# Exercise details:
Reproduce the entries exactly.

# Point-based annotation data:
◆ ◆ ◆

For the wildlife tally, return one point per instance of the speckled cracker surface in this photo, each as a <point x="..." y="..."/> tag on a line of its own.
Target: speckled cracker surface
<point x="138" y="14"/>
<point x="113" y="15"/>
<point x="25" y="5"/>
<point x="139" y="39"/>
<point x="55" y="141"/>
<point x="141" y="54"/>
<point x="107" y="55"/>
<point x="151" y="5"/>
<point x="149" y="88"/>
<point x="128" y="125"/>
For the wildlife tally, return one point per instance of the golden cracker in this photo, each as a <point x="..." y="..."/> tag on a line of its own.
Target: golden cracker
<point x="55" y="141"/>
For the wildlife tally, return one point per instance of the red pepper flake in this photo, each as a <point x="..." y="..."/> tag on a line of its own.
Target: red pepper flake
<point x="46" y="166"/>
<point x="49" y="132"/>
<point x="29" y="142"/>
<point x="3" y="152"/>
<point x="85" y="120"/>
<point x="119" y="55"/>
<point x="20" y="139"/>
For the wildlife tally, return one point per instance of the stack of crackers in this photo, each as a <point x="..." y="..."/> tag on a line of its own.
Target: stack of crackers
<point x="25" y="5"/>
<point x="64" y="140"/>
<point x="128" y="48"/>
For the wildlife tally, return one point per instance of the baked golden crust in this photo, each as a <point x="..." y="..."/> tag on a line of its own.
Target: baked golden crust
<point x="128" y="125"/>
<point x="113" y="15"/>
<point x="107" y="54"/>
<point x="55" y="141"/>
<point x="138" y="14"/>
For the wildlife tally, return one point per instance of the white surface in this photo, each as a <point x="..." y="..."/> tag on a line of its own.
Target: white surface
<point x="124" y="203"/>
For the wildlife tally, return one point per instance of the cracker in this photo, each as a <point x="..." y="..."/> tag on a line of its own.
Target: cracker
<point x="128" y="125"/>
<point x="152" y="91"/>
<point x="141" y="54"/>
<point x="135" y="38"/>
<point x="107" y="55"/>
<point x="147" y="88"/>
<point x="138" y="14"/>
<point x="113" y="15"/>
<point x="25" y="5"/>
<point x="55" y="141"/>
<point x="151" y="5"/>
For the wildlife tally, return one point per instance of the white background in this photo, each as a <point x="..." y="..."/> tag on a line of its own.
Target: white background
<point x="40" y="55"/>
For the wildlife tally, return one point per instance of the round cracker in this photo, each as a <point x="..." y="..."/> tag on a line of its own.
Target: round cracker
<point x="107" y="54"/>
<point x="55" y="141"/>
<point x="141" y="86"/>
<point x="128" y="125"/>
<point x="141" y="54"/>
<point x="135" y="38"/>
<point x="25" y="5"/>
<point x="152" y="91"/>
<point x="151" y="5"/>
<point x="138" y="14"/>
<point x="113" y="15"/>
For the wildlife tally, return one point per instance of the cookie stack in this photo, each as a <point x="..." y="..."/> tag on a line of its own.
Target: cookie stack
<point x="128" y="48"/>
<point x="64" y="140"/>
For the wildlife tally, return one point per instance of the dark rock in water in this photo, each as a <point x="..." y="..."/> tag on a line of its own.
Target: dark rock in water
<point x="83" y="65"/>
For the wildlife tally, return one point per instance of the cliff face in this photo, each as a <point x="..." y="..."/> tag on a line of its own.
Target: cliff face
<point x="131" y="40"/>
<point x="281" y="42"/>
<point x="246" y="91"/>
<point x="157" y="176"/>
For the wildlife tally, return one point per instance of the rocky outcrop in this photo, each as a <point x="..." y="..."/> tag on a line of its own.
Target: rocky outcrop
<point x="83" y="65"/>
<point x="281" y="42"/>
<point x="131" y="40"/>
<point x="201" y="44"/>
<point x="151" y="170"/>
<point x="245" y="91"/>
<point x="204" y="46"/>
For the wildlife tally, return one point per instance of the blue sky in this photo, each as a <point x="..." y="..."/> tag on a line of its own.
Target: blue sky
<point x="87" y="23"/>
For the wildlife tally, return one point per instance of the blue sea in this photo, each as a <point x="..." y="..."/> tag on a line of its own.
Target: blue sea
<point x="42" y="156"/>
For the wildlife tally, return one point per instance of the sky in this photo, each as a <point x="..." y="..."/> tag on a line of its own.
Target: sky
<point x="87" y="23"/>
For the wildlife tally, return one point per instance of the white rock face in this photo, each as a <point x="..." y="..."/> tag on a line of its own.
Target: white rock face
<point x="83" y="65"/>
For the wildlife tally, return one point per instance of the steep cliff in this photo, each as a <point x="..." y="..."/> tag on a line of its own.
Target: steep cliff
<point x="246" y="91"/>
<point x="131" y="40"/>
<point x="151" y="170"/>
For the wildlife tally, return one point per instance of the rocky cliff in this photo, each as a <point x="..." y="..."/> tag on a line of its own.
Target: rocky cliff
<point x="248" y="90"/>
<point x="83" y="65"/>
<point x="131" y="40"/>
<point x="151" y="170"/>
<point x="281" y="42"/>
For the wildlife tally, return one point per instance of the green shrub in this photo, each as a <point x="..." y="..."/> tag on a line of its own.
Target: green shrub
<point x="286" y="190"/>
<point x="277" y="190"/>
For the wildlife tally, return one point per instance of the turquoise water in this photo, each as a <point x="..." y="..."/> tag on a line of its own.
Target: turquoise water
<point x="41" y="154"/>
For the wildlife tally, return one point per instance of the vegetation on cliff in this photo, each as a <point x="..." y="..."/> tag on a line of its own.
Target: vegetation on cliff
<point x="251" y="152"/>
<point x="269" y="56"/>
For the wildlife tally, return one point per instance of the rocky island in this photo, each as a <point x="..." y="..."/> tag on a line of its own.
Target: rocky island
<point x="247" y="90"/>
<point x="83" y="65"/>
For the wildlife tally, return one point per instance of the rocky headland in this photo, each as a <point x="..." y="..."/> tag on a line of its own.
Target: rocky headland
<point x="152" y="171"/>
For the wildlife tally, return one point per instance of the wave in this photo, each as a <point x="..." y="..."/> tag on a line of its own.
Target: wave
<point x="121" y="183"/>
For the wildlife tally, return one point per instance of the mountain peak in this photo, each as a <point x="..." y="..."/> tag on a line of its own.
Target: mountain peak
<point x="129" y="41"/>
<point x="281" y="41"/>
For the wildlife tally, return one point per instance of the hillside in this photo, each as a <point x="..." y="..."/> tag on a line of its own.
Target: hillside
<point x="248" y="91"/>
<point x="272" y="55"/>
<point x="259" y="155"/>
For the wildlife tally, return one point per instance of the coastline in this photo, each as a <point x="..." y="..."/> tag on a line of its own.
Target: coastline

◆ ◆ ◆

# Output for this task:
For the wildlife tally, return one point per instance of the speckled cracker surface in this photo, each as a <point x="..." y="..."/> tag on a line of its own.
Target: speckled cracker surface
<point x="138" y="14"/>
<point x="113" y="15"/>
<point x="25" y="5"/>
<point x="139" y="39"/>
<point x="55" y="141"/>
<point x="141" y="54"/>
<point x="107" y="55"/>
<point x="151" y="5"/>
<point x="149" y="88"/>
<point x="128" y="125"/>
For the wildlife tally, return one point per instance of the golden cracker in this photo, each as a <point x="..." y="..."/> tag on a line of its own.
Target: golden cracker
<point x="55" y="141"/>
For the wildlife tally, return one point per instance of the red pepper flake in this photo, each as a <point x="..." y="..."/> tag on a line of its own.
Target: red pepper flake
<point x="46" y="166"/>
<point x="49" y="132"/>
<point x="29" y="142"/>
<point x="3" y="152"/>
<point x="85" y="120"/>
<point x="119" y="55"/>
<point x="20" y="139"/>
For the wildlife tally, return one point per instance of the stack of crackers in this photo, each as a <point x="..." y="..."/> tag on a line of its own.
Target: stack of crackers
<point x="25" y="5"/>
<point x="64" y="140"/>
<point x="128" y="48"/>
For the wildlife tally, return one point per instance of the baked golden crust in this photo, each as a <point x="..." y="..."/> tag on a line of its own.
Target: baked golden crust
<point x="128" y="125"/>
<point x="113" y="15"/>
<point x="107" y="54"/>
<point x="55" y="141"/>
<point x="138" y="14"/>
For the wildlife tally, return one point per instance of the white surface in this photo, each as a <point x="..." y="..."/> tag on a line of its own.
Target: white surface
<point x="124" y="203"/>
For the wildlife tally, return one point per instance of the cracker in this photo, each as a <point x="..." y="..."/> tag on a line of its own.
Target: cracker
<point x="128" y="125"/>
<point x="152" y="91"/>
<point x="141" y="54"/>
<point x="135" y="38"/>
<point x="107" y="55"/>
<point x="147" y="88"/>
<point x="138" y="14"/>
<point x="113" y="15"/>
<point x="25" y="5"/>
<point x="55" y="141"/>
<point x="151" y="5"/>
For the wildlife tally, return one point per instance of the white background in this photo, each as a <point x="..." y="..."/> tag on a line of its own.
Target: white background
<point x="40" y="55"/>
For the wildlife tally, return one point per instance of the round cracker in this photo, each as a <point x="..." y="..."/> tag on a line of its own.
Target: round cracker
<point x="107" y="54"/>
<point x="55" y="141"/>
<point x="141" y="86"/>
<point x="128" y="125"/>
<point x="141" y="54"/>
<point x="135" y="38"/>
<point x="25" y="5"/>
<point x="152" y="91"/>
<point x="151" y="5"/>
<point x="138" y="14"/>
<point x="113" y="15"/>
For the wildlife tally, return one point per instance of the cookie stack in this photo, each as a <point x="..." y="..."/> tag on a line of its own.
Target: cookie stack
<point x="128" y="48"/>
<point x="64" y="140"/>
For the wildlife tally, return one point per instance of the dark rock in water in this photo, each as a <point x="..." y="..."/> tag on a line of its own.
Target: dark rock in water
<point x="83" y="65"/>
For the wildlife tally, return one point per instance of the cliff face in this photo, each as a <point x="..." y="..."/> tag on a line of its own.
Target: cliff face
<point x="131" y="40"/>
<point x="281" y="42"/>
<point x="246" y="91"/>
<point x="157" y="176"/>
For the wildlife tally, return one point per instance of the rocky outcrop in this photo, each as a <point x="..." y="..."/> tag on a line of its own.
Target: rocky outcrop
<point x="83" y="65"/>
<point x="281" y="42"/>
<point x="131" y="40"/>
<point x="201" y="44"/>
<point x="151" y="170"/>
<point x="245" y="91"/>
<point x="204" y="46"/>
For the wildlife tally, return one point per instance of the blue sky in this photo, each as a <point x="..." y="..."/> tag on a line of its own.
Target: blue sky
<point x="87" y="23"/>
For the wildlife tally, return one point per instance of the blue sea in this photo, each as a <point x="..." y="..."/> tag on a line of its own.
Target: blue sea
<point x="42" y="156"/>
For the wildlife tally, return one point per instance of the sky in this photo, each as a <point x="..." y="..."/> tag on a line of its own.
Target: sky
<point x="87" y="23"/>
For the wildlife tally, return one point per instance of the white rock face in this photo, each as a <point x="..." y="..."/> tag on a line of its own.
Target: white rock face
<point x="83" y="65"/>
For the wildlife tally, return one point per instance of the steep cliff in this photo, each as a <point x="..." y="..."/> tag on a line of its own.
Target: steep cliff
<point x="246" y="91"/>
<point x="131" y="40"/>
<point x="151" y="170"/>
For the wildlife tally, return one point per instance of the rocky cliff in this photo, each as a <point x="..." y="..."/> tag on a line of its own.
Target: rocky cliff
<point x="248" y="90"/>
<point x="83" y="65"/>
<point x="131" y="40"/>
<point x="151" y="170"/>
<point x="281" y="42"/>
For the wildlife tally, return one point per instance of the green shrub in this photo, each as a <point x="..." y="..."/> tag on a line of its own.
Target: green shrub
<point x="286" y="190"/>
<point x="277" y="190"/>
For the wildlife tally, return one point per instance of the turquoise water in this photo, each as a <point x="..." y="..."/> tag on a line of its own.
Target: turquoise water
<point x="41" y="154"/>
For the wildlife tally, return one point per instance of the vegetation on cliff in this photo, each as a <point x="..." y="..."/> tag on a line of its own.
Target: vegetation on cliff
<point x="251" y="152"/>
<point x="269" y="56"/>
For the wildlife tally, return one point per instance of the rocky island in this photo, each as a <point x="..." y="..."/> tag on a line of its own.
Target: rocky island
<point x="247" y="90"/>
<point x="83" y="65"/>
For the wildlife tally, return one point per instance of the rocky headland in this photo, each as a <point x="..." y="..."/> tag on a line of its own.
Target: rocky headland
<point x="152" y="171"/>
For the wildlife tally, return one point per instance of the wave in this photo, each as a <point x="..." y="..."/> tag on a line of its own.
Target: wave
<point x="121" y="183"/>
For the wildlife tally, return one point per instance of the mountain peak in this photo, each as a <point x="..." y="..."/> tag on a line of its own.
Target: mountain peak
<point x="129" y="41"/>
<point x="281" y="41"/>
For the wildlife tally, return one point per instance of the hillside in this photo, each as a <point x="..." y="..."/> tag on a line of its own.
Target: hillside
<point x="248" y="91"/>
<point x="272" y="55"/>
<point x="259" y="155"/>
For the wildlife tally, return one point per instance of the coastline in this photo, each as a <point x="..." y="..."/> tag on a line of its own.
Target: coastline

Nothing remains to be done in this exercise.